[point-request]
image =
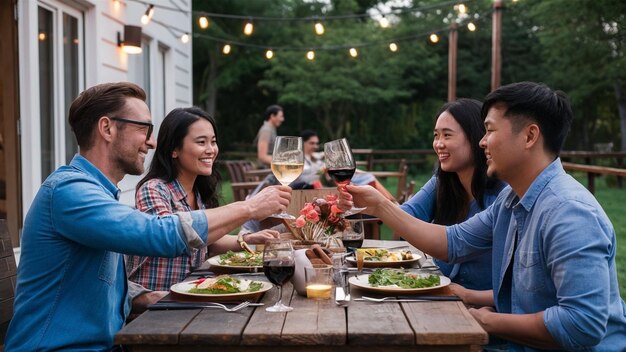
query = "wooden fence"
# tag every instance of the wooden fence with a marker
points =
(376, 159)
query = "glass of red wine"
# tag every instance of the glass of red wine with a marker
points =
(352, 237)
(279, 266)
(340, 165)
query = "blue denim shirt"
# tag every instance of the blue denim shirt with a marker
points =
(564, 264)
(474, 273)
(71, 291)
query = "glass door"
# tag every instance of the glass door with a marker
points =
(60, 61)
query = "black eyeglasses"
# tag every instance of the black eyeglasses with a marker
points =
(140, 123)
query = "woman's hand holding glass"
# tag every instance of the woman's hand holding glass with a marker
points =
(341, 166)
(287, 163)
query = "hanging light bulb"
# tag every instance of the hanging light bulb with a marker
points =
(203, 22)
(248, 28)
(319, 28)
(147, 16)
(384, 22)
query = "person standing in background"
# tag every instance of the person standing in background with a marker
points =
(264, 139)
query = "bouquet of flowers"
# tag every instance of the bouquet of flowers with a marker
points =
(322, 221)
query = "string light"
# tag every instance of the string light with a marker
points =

+-------+

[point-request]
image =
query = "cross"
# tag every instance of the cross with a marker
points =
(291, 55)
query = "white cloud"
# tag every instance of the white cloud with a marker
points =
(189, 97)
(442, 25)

+-------+

Written task: Gather every line of the records that contains the word "cloud", and list those lines in the order they appear.

Task result:
query = "white cloud"
# tag every instance of the white cloud with a marker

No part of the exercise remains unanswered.